# Available records:
##############################
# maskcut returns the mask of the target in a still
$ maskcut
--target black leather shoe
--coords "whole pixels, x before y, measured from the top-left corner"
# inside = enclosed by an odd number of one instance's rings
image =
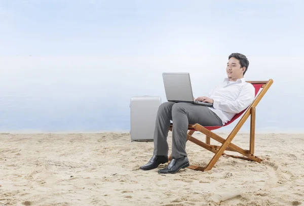
[[[140,167],[140,170],[149,170],[157,168],[160,164],[168,162],[168,156],[153,155],[149,162]]]
[[[189,159],[186,156],[178,159],[173,158],[167,168],[159,170],[158,172],[159,174],[173,174],[181,169],[189,167]]]

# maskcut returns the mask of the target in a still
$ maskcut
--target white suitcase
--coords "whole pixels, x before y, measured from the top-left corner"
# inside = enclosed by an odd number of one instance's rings
[[[131,141],[153,141],[160,97],[143,96],[131,98]]]

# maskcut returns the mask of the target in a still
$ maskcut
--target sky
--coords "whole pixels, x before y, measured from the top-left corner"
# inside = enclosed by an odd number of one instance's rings
[[[132,97],[166,101],[162,72],[189,72],[194,95],[204,96],[238,52],[249,60],[246,80],[274,81],[257,107],[257,132],[303,132],[303,6],[0,0],[0,132],[128,131]]]

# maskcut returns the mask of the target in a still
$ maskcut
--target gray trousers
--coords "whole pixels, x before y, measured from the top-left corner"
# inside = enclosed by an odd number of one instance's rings
[[[221,126],[221,119],[206,106],[187,103],[165,102],[158,109],[154,133],[155,155],[168,155],[167,137],[172,120],[172,158],[187,156],[186,142],[188,125]]]

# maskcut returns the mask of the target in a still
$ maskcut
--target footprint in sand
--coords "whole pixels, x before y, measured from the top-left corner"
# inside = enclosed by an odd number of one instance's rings
[[[295,201],[293,201],[292,202],[291,202],[291,203],[293,205],[299,205],[300,204],[301,204],[302,203],[302,202],[301,202],[299,201],[295,200]]]
[[[22,202],[22,204],[24,204],[25,205],[31,205],[31,202],[29,201],[25,201],[23,202]]]

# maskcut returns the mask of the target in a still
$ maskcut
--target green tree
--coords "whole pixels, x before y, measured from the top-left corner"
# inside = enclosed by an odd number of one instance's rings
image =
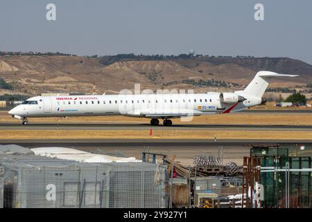
[[[6,83],[3,78],[0,78],[0,89],[12,89],[13,86]]]
[[[306,105],[306,96],[301,93],[294,93],[290,95],[286,100],[286,102],[293,103],[293,104],[303,104]]]

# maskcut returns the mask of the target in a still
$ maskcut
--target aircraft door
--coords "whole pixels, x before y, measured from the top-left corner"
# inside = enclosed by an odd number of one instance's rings
[[[50,96],[43,96],[44,112],[51,112],[52,111],[52,103]]]

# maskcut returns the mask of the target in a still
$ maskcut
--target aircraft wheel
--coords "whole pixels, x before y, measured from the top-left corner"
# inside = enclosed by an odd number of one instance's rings
[[[172,121],[171,121],[170,119],[165,119],[165,120],[164,120],[164,126],[172,126]]]
[[[159,124],[159,121],[158,119],[150,119],[150,125],[151,126],[158,126]]]

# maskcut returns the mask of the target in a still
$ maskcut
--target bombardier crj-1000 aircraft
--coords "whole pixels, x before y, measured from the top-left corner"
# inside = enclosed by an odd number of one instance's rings
[[[295,77],[262,71],[243,91],[205,94],[146,94],[35,96],[8,113],[28,124],[27,117],[124,115],[150,119],[152,126],[171,126],[171,119],[230,113],[260,105],[271,78]]]

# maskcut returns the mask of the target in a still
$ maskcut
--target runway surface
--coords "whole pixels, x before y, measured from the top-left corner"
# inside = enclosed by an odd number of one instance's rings
[[[174,124],[174,123],[173,123]],[[239,125],[239,124],[181,124],[177,123],[172,126],[164,126],[162,124],[157,126],[151,126],[148,123],[29,123],[23,126],[20,123],[1,123],[0,130],[146,130],[150,128],[154,130],[253,130],[253,131],[311,131],[312,126],[295,125]]]

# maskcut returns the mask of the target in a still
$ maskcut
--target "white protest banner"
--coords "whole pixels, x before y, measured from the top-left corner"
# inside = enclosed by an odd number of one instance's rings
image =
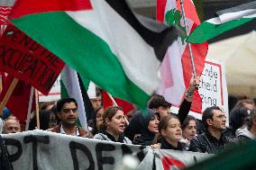
[[[58,76],[48,95],[39,92],[39,102],[51,102],[60,99],[60,76]]]
[[[40,130],[2,135],[14,169],[113,170],[123,156],[138,159],[136,169],[180,169],[211,157],[209,154],[152,149],[84,139]]]
[[[228,94],[224,63],[206,58],[200,80],[198,93],[202,98],[202,112],[207,107],[219,106],[224,111],[228,125]],[[178,112],[178,108],[171,108],[173,112]],[[190,112],[189,114],[202,119],[200,112]]]

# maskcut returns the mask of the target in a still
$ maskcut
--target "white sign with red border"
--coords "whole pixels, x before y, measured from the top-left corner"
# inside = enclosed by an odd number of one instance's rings
[[[226,115],[228,125],[228,93],[224,64],[220,60],[206,58],[200,80],[198,93],[202,98],[202,112],[214,105],[221,107]],[[177,107],[171,107],[172,112],[178,112],[178,110]],[[190,112],[189,115],[202,119],[202,114],[198,112]]]

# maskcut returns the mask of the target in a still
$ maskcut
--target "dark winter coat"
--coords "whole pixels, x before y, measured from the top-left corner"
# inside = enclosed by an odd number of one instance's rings
[[[231,142],[232,139],[228,137],[222,135],[218,140],[206,131],[191,139],[188,150],[193,152],[207,152],[209,154],[215,154]]]

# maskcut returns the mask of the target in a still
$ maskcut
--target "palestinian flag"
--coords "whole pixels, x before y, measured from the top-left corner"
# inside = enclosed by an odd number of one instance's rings
[[[217,12],[218,17],[201,23],[187,41],[202,43],[256,18],[256,1]]]
[[[135,14],[124,0],[17,0],[12,19],[82,77],[140,107],[178,37],[175,27]]]
[[[191,32],[200,24],[195,5],[192,0],[184,0],[184,11],[188,32]],[[164,22],[169,25],[176,25],[185,31],[182,19],[180,0],[158,0],[157,1],[157,20]],[[165,97],[166,101],[174,106],[179,106],[182,103],[186,89],[189,85],[192,77],[192,65],[186,42],[187,36],[181,35],[169,48],[166,57],[160,66],[161,83],[157,93]],[[205,58],[208,49],[208,44],[191,44],[192,53],[197,75],[200,76],[204,67]],[[202,100],[197,91],[192,99],[191,110],[196,112],[202,111]],[[196,114],[197,118],[201,114]]]

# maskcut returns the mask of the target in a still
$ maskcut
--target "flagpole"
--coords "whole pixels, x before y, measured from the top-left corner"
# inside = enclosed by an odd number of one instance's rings
[[[3,90],[3,76],[2,73],[0,72],[0,94]]]
[[[106,92],[106,91],[105,91]],[[109,94],[108,92],[106,92],[107,95],[109,96],[110,100],[113,102],[114,105],[114,106],[118,106],[116,102],[114,101],[114,97],[111,95],[111,94]],[[126,125],[129,125],[129,121],[128,120],[126,119],[126,117],[124,116],[124,121],[125,121],[125,123]]]
[[[8,91],[6,92],[3,101],[1,102],[1,104],[0,104],[0,116],[3,115],[3,110],[4,110],[4,107],[6,105],[8,100],[10,99],[14,90],[15,89],[17,84],[19,82],[19,79],[18,78],[14,78],[10,87],[8,88]]]
[[[36,116],[36,129],[40,130],[40,118],[39,118],[39,104],[38,104],[38,90],[35,89],[35,116]]]
[[[186,14],[185,14],[185,10],[184,10],[184,2],[183,0],[180,0],[180,5],[181,5],[181,11],[182,11],[182,18],[184,21],[184,25],[186,27],[186,35],[187,37],[188,36],[188,28],[187,25],[187,20],[186,20]],[[191,65],[192,65],[192,69],[193,69],[193,76],[196,76],[196,67],[195,67],[195,63],[194,63],[194,57],[193,57],[193,52],[191,49],[191,44],[187,42],[188,45],[188,49],[189,49],[189,54],[190,54],[190,58],[191,58]]]
[[[34,88],[32,86],[30,102],[29,102],[29,107],[28,107],[28,113],[27,113],[27,121],[26,121],[25,131],[27,131],[29,130],[30,120],[31,120],[31,112],[32,112],[32,98],[33,98],[33,91],[34,91]]]

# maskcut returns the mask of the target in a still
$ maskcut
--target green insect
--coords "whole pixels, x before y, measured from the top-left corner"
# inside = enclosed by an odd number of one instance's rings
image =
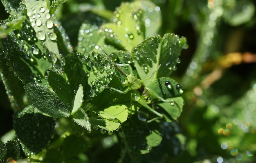
[[[107,56],[106,53],[104,52],[105,54]],[[132,94],[134,97],[134,99],[143,106],[148,109],[150,112],[153,113],[158,117],[148,120],[147,122],[149,123],[157,119],[163,118],[163,115],[156,111],[156,106],[152,96],[154,96],[159,100],[164,102],[170,103],[171,105],[176,104],[179,108],[179,106],[174,100],[167,100],[160,97],[157,93],[151,89],[145,87],[143,83],[143,81],[151,78],[153,74],[148,77],[141,80],[136,78],[132,74],[132,69],[129,64],[118,64],[115,63],[113,60],[110,58],[112,61],[113,64],[115,67],[119,71],[126,77],[126,80],[123,84],[127,87],[124,90],[121,90],[112,87],[106,87],[105,88],[109,89],[112,90],[116,91],[120,93],[126,94],[130,91],[132,91]],[[158,68],[160,67],[159,67]],[[124,72],[120,68],[120,66],[128,66],[129,67],[130,74],[128,74]],[[157,69],[156,71],[158,69]]]

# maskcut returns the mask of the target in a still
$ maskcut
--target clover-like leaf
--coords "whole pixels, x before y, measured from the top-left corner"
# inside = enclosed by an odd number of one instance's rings
[[[169,102],[160,100],[157,102],[157,104],[164,109],[164,116],[166,121],[177,120],[182,112],[184,105],[181,85],[170,78],[162,77],[156,79],[147,87],[161,98],[170,101]]]
[[[31,26],[36,33],[38,39],[47,47],[50,55],[45,55],[49,62],[56,63],[61,60],[58,48],[56,41],[57,35],[53,29],[47,1],[25,0],[23,3],[27,8],[27,15]]]
[[[47,86],[31,83],[25,87],[30,102],[42,112],[53,117],[67,117],[70,115],[70,106]]]
[[[79,108],[71,115],[71,117],[76,123],[86,128],[89,133],[91,132],[91,124],[89,117],[83,109]]]
[[[152,147],[159,145],[162,140],[162,130],[155,121],[146,123],[134,115],[125,122],[122,129],[129,150],[137,154],[149,153]]]
[[[132,52],[135,66],[140,78],[149,77],[144,83],[155,78],[168,77],[177,63],[183,48],[187,48],[185,37],[174,34],[166,34],[148,38],[141,41]]]
[[[35,111],[31,106],[14,114],[13,122],[20,141],[27,150],[36,153],[40,152],[48,143],[55,125],[52,117]]]

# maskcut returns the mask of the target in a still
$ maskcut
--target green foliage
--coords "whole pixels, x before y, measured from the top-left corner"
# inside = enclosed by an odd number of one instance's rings
[[[253,162],[255,2],[110,1],[1,0],[0,162]]]

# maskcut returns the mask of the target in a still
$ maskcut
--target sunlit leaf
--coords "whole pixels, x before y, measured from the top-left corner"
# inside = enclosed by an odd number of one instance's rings
[[[66,137],[63,142],[63,156],[65,158],[77,156],[88,148],[86,140],[79,136],[71,135]]]
[[[50,141],[55,125],[53,118],[35,111],[32,106],[15,114],[13,122],[20,141],[27,150],[36,153],[40,152]]]
[[[91,132],[91,124],[89,117],[82,108],[79,108],[72,115],[71,117],[76,123],[86,128],[89,132]]]
[[[132,51],[136,70],[142,80],[152,76],[144,83],[168,77],[179,62],[180,52],[187,48],[186,42],[184,37],[167,34],[162,38],[159,35],[149,37],[138,45]]]
[[[47,86],[29,83],[25,89],[29,101],[42,112],[54,117],[67,117],[70,115],[71,108]]]
[[[150,152],[152,148],[159,145],[162,140],[162,130],[156,122],[150,123],[140,121],[137,115],[132,116],[122,126],[129,150],[137,154]]]

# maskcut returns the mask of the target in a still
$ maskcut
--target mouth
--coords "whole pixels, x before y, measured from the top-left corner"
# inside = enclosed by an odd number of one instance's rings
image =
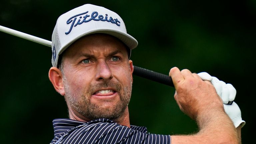
[[[102,90],[96,91],[93,95],[97,96],[108,96],[113,95],[116,93],[116,91],[113,90]]]

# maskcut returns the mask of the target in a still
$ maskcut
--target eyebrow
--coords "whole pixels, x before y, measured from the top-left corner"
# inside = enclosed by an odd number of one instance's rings
[[[107,57],[109,57],[110,56],[112,56],[115,54],[117,54],[119,53],[122,53],[121,51],[119,50],[117,50],[115,51],[114,51],[113,52],[108,54],[107,56]],[[95,58],[95,56],[94,55],[90,54],[88,53],[81,54],[79,55],[79,56],[84,56],[87,57],[91,58]]]

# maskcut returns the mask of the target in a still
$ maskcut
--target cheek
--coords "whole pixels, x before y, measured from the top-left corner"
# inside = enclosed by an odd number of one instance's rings
[[[69,86],[69,90],[71,92],[73,96],[80,96],[84,94],[86,90],[86,88],[88,87],[90,82],[88,78],[84,74],[70,75],[71,77],[69,79],[67,78]]]

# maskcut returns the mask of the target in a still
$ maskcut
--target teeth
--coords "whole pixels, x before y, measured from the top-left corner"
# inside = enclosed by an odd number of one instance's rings
[[[113,91],[112,90],[101,90],[98,91],[96,93],[100,93],[101,94],[104,94],[105,93],[107,93],[110,92],[113,92]]]

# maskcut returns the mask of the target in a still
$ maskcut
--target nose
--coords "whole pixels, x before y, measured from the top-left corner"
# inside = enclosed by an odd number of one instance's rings
[[[105,62],[101,62],[97,66],[96,79],[99,81],[107,81],[113,77],[109,67]]]

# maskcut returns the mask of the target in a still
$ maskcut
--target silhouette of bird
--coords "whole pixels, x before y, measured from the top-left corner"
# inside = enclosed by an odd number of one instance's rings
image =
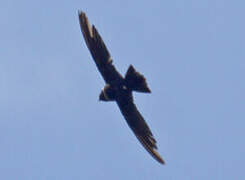
[[[78,16],[87,47],[106,82],[99,99],[101,101],[115,101],[137,139],[153,158],[164,164],[164,160],[156,151],[156,140],[133,101],[133,91],[151,92],[145,77],[137,72],[132,65],[129,66],[125,77],[123,77],[112,64],[110,53],[95,26],[91,27],[84,12],[79,11]]]

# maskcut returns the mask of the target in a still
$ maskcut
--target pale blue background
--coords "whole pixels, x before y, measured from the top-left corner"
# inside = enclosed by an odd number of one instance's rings
[[[98,102],[78,9],[147,78],[135,101],[165,166]],[[244,0],[1,1],[0,179],[244,180],[244,18]]]

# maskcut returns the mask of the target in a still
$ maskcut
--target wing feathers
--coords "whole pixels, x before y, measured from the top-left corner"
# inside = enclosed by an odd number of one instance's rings
[[[112,64],[112,58],[106,45],[98,33],[97,29],[90,25],[84,12],[78,12],[81,31],[86,45],[95,61],[95,64],[107,84],[115,84],[122,81],[123,77],[119,74]]]
[[[153,134],[145,122],[144,118],[137,110],[133,99],[126,98],[119,99],[117,104],[122,112],[124,118],[126,119],[129,127],[133,130],[135,136],[144,146],[144,148],[151,154],[151,156],[156,159],[159,163],[165,164],[164,160],[161,158],[160,154],[156,151],[157,145]]]

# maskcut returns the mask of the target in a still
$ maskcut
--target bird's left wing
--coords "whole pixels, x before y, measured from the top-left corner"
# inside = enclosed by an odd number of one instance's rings
[[[107,84],[115,84],[123,78],[112,64],[112,58],[94,25],[91,27],[86,14],[78,12],[81,31],[95,64]]]
[[[146,124],[144,118],[136,108],[132,97],[117,100],[117,104],[126,119],[129,127],[133,130],[137,139],[144,148],[161,164],[165,164],[164,160],[157,152],[156,140]]]

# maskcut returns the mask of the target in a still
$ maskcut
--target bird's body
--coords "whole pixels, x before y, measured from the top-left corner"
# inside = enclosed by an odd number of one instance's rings
[[[130,65],[125,77],[123,77],[112,64],[109,51],[96,28],[90,26],[85,13],[79,12],[79,21],[87,47],[106,82],[104,89],[100,93],[100,100],[116,101],[137,139],[158,162],[164,164],[163,159],[156,151],[156,140],[133,102],[133,91],[151,92],[144,76]]]

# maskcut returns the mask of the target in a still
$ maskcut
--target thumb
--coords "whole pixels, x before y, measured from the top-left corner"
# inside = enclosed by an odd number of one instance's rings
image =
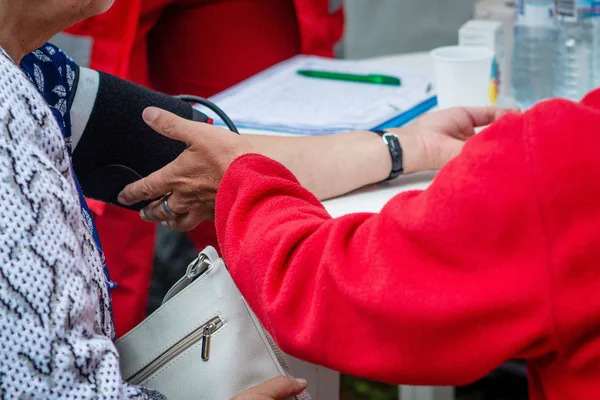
##############################
# Aim:
Return each line in the data above that contains the string "white".

# Task answer:
--target white suitcase
--target "white protest banner"
--target "white sign with red border"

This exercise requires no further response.